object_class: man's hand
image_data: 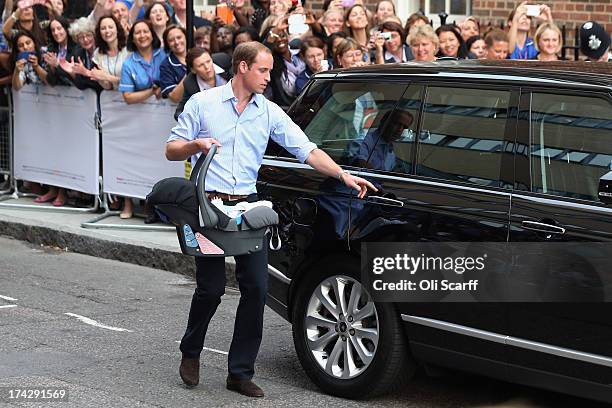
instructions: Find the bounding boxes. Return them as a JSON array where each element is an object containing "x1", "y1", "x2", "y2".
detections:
[
  {"x1": 193, "y1": 137, "x2": 221, "y2": 154},
  {"x1": 341, "y1": 173, "x2": 378, "y2": 198}
]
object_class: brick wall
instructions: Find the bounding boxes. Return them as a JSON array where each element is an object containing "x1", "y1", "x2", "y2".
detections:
[{"x1": 472, "y1": 0, "x2": 612, "y2": 33}]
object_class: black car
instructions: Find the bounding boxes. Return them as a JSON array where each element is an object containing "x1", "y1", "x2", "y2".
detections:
[{"x1": 258, "y1": 61, "x2": 612, "y2": 402}]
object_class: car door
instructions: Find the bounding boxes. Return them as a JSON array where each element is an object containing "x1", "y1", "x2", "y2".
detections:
[
  {"x1": 351, "y1": 82, "x2": 518, "y2": 378},
  {"x1": 259, "y1": 79, "x2": 404, "y2": 305},
  {"x1": 509, "y1": 89, "x2": 612, "y2": 396}
]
......
[PROBLEM DESCRIPTION]: Add 29 to every bounding box coordinate in the detections of the records above, and write out all their lines again with the requests included. Leave the pictures out of the answer.

[TASK OUTPUT]:
object_class: man's hand
image_data: 
instructions: Find the bounding boxes. Return them as a JSON array where each element is an object containing "x1", "y1", "x2", "y2".
detections:
[
  {"x1": 222, "y1": 166, "x2": 250, "y2": 183},
  {"x1": 370, "y1": 202, "x2": 407, "y2": 227}
]
object_class: brick wall
instructions: Find the bounding boxes. Return them as a JSON array where each element is an object containing "x1", "y1", "x2", "y2".
detections:
[{"x1": 501, "y1": 29, "x2": 641, "y2": 62}]
object_class: black car
instructions: Find the bounding boxes. Return them as a JSON array where each element is an object containing "x1", "y1", "x2", "y2".
detections:
[{"x1": 287, "y1": 90, "x2": 641, "y2": 431}]
object_class: car door
instructions: Find the bounding boxes. Return them as a JSON array where each element is an object containing "x1", "y1", "x2", "y2".
detections:
[
  {"x1": 380, "y1": 111, "x2": 547, "y2": 407},
  {"x1": 288, "y1": 108, "x2": 433, "y2": 334},
  {"x1": 538, "y1": 118, "x2": 641, "y2": 425}
]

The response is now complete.